Opinion Testimony by Experts

            An expert’s opinion must be founded upon substantial information, not mere conjecture or speculation, and there must be a rational basis for the opinion. Missouri Pipeline Co. v. Wilmes, 898 S.W. 2d 682, 687 (Mo. App. E.D. 1995).  The STC cannot ignore a lack of support in the evidence for adjustments made by the expert witnesses in the application of a particular valuation approach. Drey v. State Tax Commission, 345 S.W. 2d 228, 234-236 (Mo. 1961), Snider v. Casino Aztar/Aztar Missouri Gaming Corp., 156 S.W. 3d, 341, 348 (Mo. 2005).

            The testimony of an expert is to be considered like any other testimony, is to be tried by the same test, and receives just so much weight and credit as the trier of fact may deem it entitled to when viewed in connection with all other circumstances.  The Hearing Officer, as the trier of fact, has the authority to weigh the evidence and is not bound by the opinions of experts who testify on the issue of reasonable value, but may believe all or none of the expert’s testimony and may accept it in part or reject it in part.  Beardsley v. Beardsley, 819 S.W. 2d 400, 403 (Mo. App. 1991); Curnow v. Sloan, 625 S.W. 2d 605, 607 (Mo. 1981); Scanlon v. Kansas City, 28 S.W. 2d 84, 95 (Mo. 1930).

○ ○ ○ ○ ○ ○ ○

• **PROBLEMS AND TASKS**:
1. Retype the passage on expert opinion testimony from "Opinion Testimony by" to "348 (Mo. 2005).".
2. Continue the passage on expert opinion testimony, picking up after its final sentence.
The material after this comes from a separate source.

• **DATA EXTRACT**:

○ ○ ○ ○ ○ ○ ○

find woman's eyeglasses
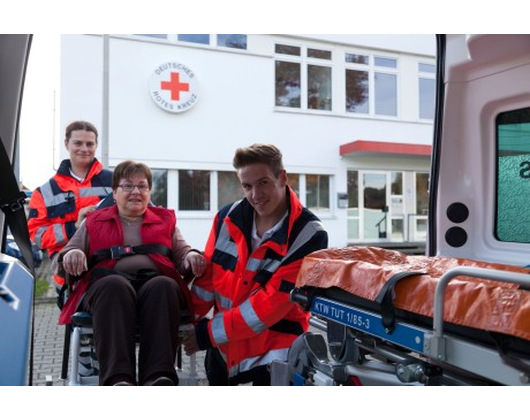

○ ○ ○ ○ ○ ○ ○

• **OUTPUTS BY TASK**:
1.
Opinion Testimony by Experts

            An expert’s opinion must be founded upon substantial information, not mere conjecture or speculation, and there must be a rational basis for the opinion. Missouri Pipeline Co. v. Wilmes, 898 S.W. 2d 682, 687 (Mo. App. E.D. 1995).  The STC cannot ignore a lack of support in the evidence for adjustments made by the expert witnesses in the application of a particular valuation approach. Drey v. State Tax Commission, 345 S.W. 2d 228, 234-236 (Mo. 1961), Snider v. Casino Aztar/Aztar Missouri Gaming Corp., 156 S.W. 3d, 341, 348 (Mo. 2005).

2.
Presumption In Appeal

There is a presumption of validity, good faith and correctness of assessment by the County BOE.  Hermel, Inc. v. STC, 564 S.W.2d 888, 895 (Mo. banc 1978); Chicago, Burlington & Quincy Railroad Co. v. STC, 436 S.W.2d 650, 656 (Mo. 1968); May Department Stores Co. v. STC, 308 S.W.2d 748, 759 (Mo. 1958).   The presumption of correct assessment is rebutted when the taxpayer presents substantial and persuasive evidence to establish that the BOE’s valuation is erroneous and what the fair market value should have been placed on the property. Hermel, supra; Cupples-Hesse Corporation v. State Tax Commission, 329 S.W.2d 696, 702 (Mo. 1959).

Economic Obsolescence (External Obsolescence)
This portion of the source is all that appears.